* _What the task requires_: Convert every line of the entries below into a JSON list of strings, one string per line, and leave out any blank lines.

* _Records shown_:
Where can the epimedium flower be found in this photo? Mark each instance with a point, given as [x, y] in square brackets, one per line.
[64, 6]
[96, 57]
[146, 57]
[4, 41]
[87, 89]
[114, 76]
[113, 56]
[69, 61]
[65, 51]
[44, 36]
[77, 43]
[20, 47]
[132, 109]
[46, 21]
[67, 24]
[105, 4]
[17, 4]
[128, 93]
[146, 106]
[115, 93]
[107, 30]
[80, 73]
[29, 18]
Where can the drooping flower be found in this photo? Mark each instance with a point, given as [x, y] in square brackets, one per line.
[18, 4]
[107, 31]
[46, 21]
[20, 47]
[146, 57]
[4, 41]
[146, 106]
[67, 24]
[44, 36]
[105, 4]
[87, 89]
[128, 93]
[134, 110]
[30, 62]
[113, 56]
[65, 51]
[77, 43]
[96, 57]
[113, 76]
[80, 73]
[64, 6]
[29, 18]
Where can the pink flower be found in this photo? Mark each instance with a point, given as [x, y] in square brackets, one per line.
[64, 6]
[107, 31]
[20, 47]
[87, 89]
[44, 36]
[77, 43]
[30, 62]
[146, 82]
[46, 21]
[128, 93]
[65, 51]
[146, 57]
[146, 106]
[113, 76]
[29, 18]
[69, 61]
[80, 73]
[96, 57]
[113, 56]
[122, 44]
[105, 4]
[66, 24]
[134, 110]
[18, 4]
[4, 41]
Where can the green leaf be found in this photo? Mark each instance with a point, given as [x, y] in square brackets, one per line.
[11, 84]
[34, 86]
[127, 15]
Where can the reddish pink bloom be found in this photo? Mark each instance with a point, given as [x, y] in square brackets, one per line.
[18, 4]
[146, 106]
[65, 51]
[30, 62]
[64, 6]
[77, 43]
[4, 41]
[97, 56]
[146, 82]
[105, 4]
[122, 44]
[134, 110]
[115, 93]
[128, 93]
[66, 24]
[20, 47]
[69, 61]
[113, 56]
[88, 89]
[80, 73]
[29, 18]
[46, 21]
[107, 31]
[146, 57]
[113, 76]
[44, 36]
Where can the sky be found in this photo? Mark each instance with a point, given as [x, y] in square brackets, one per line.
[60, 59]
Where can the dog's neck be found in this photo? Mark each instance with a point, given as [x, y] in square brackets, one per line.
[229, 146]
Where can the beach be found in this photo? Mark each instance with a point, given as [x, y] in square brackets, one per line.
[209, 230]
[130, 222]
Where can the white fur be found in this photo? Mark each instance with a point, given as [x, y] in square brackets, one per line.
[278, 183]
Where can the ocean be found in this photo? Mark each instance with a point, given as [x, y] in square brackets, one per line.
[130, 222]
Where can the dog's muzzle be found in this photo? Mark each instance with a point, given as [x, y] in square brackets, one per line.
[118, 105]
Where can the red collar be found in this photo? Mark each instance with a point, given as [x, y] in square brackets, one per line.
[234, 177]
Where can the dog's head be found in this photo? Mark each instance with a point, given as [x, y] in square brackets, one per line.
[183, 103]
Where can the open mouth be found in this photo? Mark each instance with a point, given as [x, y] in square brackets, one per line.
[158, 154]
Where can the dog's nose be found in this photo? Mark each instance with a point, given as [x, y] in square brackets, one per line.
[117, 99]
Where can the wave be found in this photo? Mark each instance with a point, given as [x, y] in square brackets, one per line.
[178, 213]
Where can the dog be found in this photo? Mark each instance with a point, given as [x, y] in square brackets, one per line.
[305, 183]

* _Reply to the exercise_:
[
  "Where can the epimedium flower be found in this photo? Mark each instance with a point, given as [x, y] in square brackets, one per line.",
  "[64, 6]",
  "[96, 57]",
  "[146, 57]",
  "[4, 41]",
  "[87, 89]",
  "[114, 76]",
  "[113, 56]",
  "[69, 61]",
  "[65, 51]",
  "[44, 36]",
  "[77, 43]",
  "[20, 47]",
  "[132, 109]",
  "[46, 21]",
  "[67, 24]",
  "[105, 4]",
  "[17, 4]",
  "[128, 93]",
  "[146, 106]",
  "[115, 93]",
  "[107, 30]",
  "[80, 73]",
  "[29, 18]",
  "Where can the drooping flower be found in this photo? Mark each instance with a point, given as [x, y] in square brackets, one per line.",
  "[18, 4]",
  "[107, 31]",
  "[46, 21]",
  "[20, 47]",
  "[146, 57]",
  "[4, 41]",
  "[146, 106]",
  "[67, 24]",
  "[44, 36]",
  "[105, 4]",
  "[87, 89]",
  "[128, 93]",
  "[134, 110]",
  "[30, 62]",
  "[113, 56]",
  "[65, 51]",
  "[77, 43]",
  "[96, 57]",
  "[113, 76]",
  "[80, 73]",
  "[64, 6]",
  "[29, 18]",
  "Where can the pink flower be found in this photo? Mark each instance with a point, given as [x, y] in square brackets, one per line.",
  "[64, 6]",
  "[107, 31]",
  "[20, 47]",
  "[87, 89]",
  "[44, 36]",
  "[77, 43]",
  "[30, 62]",
  "[146, 82]",
  "[46, 21]",
  "[128, 93]",
  "[65, 51]",
  "[146, 57]",
  "[146, 106]",
  "[113, 76]",
  "[29, 18]",
  "[69, 61]",
  "[80, 73]",
  "[96, 57]",
  "[113, 56]",
  "[122, 44]",
  "[105, 4]",
  "[66, 24]",
  "[134, 110]",
  "[18, 4]",
  "[4, 41]",
  "Where can the green leaf be found in this photo? Mark each instance with a point, given as [x, y] in square brackets, one per line.",
  "[11, 84]",
  "[34, 86]",
  "[127, 15]",
  "Where can the reddish pink bloom be found in this photo? Mark each instance with a point, given as [x, y] in square brackets, one per line.",
  "[18, 4]",
  "[146, 106]",
  "[65, 51]",
  "[30, 62]",
  "[64, 6]",
  "[77, 43]",
  "[4, 41]",
  "[97, 56]",
  "[146, 82]",
  "[105, 4]",
  "[122, 44]",
  "[134, 110]",
  "[115, 93]",
  "[128, 93]",
  "[66, 24]",
  "[20, 47]",
  "[69, 61]",
  "[113, 56]",
  "[88, 89]",
  "[80, 73]",
  "[29, 18]",
  "[46, 21]",
  "[107, 31]",
  "[146, 57]",
  "[113, 76]",
  "[44, 36]",
  "Where can the sky be found in this photo? Mark each instance with a point, given as [x, y] in square brackets, one per line.",
  "[60, 59]",
  "Where can the dog's neck be found in this photo? Mark each instance with a point, given as [x, y] in square brackets, one per line.",
  "[229, 146]",
  "Where can the beach be found in this photo? Mark each instance with a point, given as [x, y] in square brackets, one per line.",
  "[209, 230]",
  "[130, 222]",
  "Where can the white fur be found in this photo? Mark each instance with a point, given as [x, y] in square brackets, one per line.",
  "[278, 183]",
  "Where can the ocean be found in this photo? Mark each instance with a point, given as [x, y] in square brackets, one per line.",
  "[130, 222]",
  "Where can the dog's muzzle be found in this photo? Mark each instance with a point, given as [x, y] in square brackets, one per line.",
  "[118, 105]",
  "Where can the red collar be found in this photo? Mark each instance with a point, given as [x, y] in square brackets, one per line.",
  "[234, 177]",
  "Where can the dog's head be found in this photo? Mark each instance with a point, given as [x, y] in square brackets, one per line.",
  "[183, 103]",
  "Where can the open mouth be found in this photo? Mark each instance with a point, given as [x, y] in square brackets, one per line.",
  "[158, 154]",
  "Where can the dog's nose be found in this photo? Mark each instance with a point, given as [x, y] in square brackets, one per line.",
  "[117, 99]",
  "Where can the wave be found in this photo? Mark each instance with a point, given as [x, y] in square brackets, one per line.",
  "[178, 213]",
  "Where can the dog be found in this photo? Mark each instance with a point, given as [x, y] in square brackets, one per line.",
  "[305, 183]"
]